#### Data shown
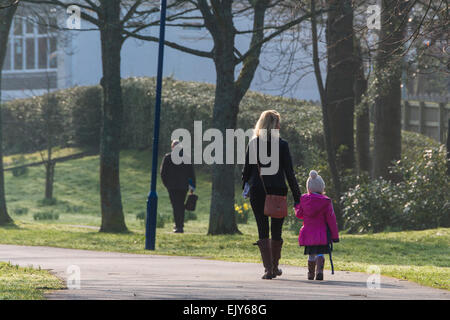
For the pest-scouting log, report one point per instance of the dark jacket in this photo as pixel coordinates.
(176, 176)
(275, 184)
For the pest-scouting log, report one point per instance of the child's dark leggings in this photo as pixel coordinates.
(257, 198)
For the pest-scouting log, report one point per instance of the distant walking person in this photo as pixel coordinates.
(177, 178)
(319, 225)
(275, 184)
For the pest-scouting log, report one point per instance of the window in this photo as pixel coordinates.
(32, 47)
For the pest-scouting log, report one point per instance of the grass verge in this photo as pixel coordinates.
(17, 283)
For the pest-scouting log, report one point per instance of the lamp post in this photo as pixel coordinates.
(152, 201)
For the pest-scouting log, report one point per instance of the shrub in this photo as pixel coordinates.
(47, 202)
(18, 162)
(370, 206)
(46, 215)
(426, 190)
(20, 211)
(419, 201)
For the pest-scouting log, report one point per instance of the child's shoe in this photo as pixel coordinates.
(311, 270)
(320, 264)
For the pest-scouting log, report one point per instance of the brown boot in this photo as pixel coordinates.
(266, 255)
(311, 270)
(276, 255)
(320, 261)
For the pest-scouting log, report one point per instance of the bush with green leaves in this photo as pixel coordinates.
(20, 211)
(419, 201)
(425, 187)
(17, 163)
(46, 215)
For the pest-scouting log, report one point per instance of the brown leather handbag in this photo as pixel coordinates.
(275, 206)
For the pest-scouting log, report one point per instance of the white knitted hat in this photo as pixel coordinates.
(315, 182)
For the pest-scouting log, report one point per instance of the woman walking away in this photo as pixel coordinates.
(319, 224)
(259, 185)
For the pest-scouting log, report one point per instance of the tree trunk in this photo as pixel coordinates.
(388, 73)
(331, 154)
(362, 115)
(340, 79)
(6, 16)
(49, 178)
(222, 217)
(448, 148)
(112, 115)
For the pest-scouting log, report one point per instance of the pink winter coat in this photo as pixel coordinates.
(317, 212)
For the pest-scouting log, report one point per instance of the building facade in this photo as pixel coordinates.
(42, 58)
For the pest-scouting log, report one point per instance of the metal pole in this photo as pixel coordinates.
(152, 201)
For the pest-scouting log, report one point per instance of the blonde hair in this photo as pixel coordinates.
(269, 119)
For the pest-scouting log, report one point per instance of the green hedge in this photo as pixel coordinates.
(183, 102)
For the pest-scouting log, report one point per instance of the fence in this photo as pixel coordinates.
(430, 118)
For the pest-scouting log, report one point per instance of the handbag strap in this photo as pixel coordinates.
(262, 180)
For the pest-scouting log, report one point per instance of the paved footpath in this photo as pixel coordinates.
(108, 275)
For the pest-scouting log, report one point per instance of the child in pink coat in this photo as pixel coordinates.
(319, 224)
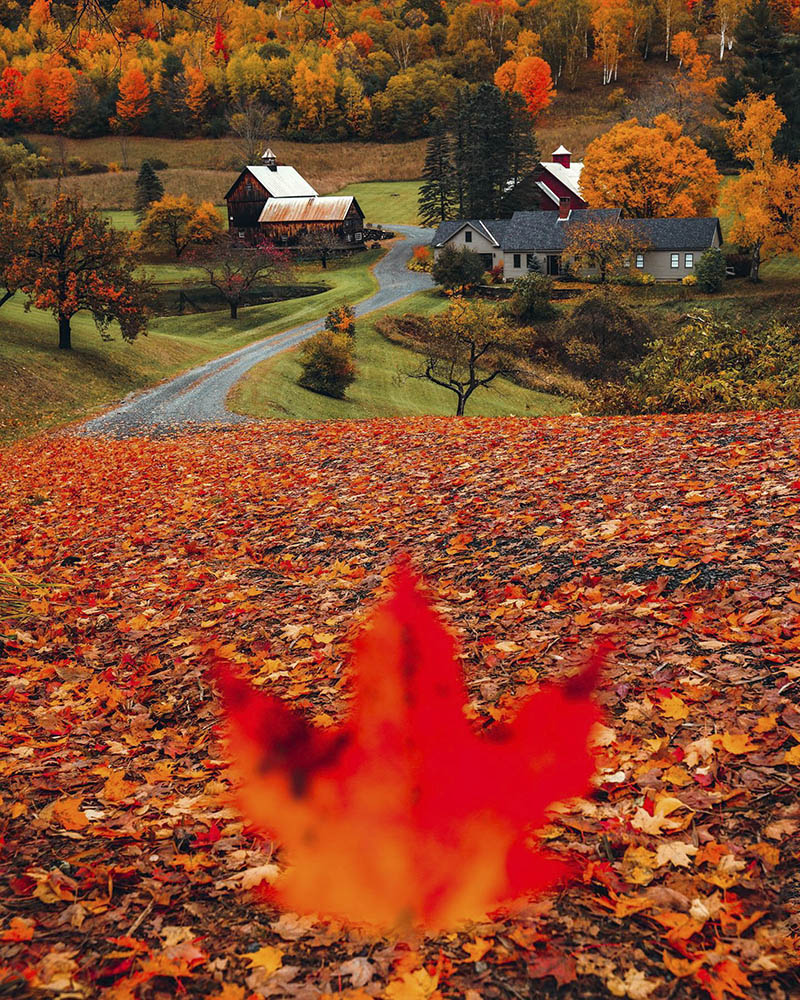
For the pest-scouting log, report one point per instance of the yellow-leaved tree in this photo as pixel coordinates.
(764, 200)
(175, 223)
(649, 171)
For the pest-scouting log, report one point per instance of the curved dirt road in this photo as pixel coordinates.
(198, 396)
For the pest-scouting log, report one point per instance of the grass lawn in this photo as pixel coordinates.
(382, 388)
(387, 201)
(42, 387)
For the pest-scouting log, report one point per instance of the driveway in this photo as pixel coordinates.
(199, 396)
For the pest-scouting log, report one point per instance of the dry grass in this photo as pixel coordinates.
(206, 167)
(115, 191)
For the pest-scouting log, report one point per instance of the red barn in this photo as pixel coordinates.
(254, 187)
(559, 182)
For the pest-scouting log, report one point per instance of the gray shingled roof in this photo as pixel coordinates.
(497, 227)
(676, 234)
(544, 231)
########
**Exercise instructions**. Extract word for word every line from the line that contains "footpath in this photo as pixel coordinates." to the final line of the data, both included, and nothing else; skip the pictures.

**Answer for this exercise**.
For the pest-scouting log, report one point per instance of the paved footpath in this photo as pixel coordinates.
(108, 275)
For the pest-scouting log, report one point per instance of the child in pink coat in this photo as pixel coordinates.
(319, 224)
For the pest-scouting log, report one point per instance of the yellow-leaved tree in this photo as pixel coordinates.
(764, 200)
(175, 223)
(649, 171)
For the pest-scouting log, report one point per instance of the curved dirt road in this photo as pixel coordinates.
(198, 396)
For the pest-scouting log, report one point per instance of the grass lawn in this photo as pixel coordinates.
(382, 388)
(387, 201)
(42, 387)
For the pest-scouting log, report one point per instance of the driveway in this photo as pixel coordinates.
(199, 396)
For the pest-scouting log, report one point per instance of the dry grass in this photo as pixel coordinates.
(206, 167)
(115, 191)
For the pest-scouting log, report one point per instance of the red barn in this photo as pixel coordinates.
(254, 187)
(559, 182)
For the pest-scouting log, report one point per instance of the gray shingled roof in this photo as pixel coordinates.
(497, 227)
(676, 234)
(544, 231)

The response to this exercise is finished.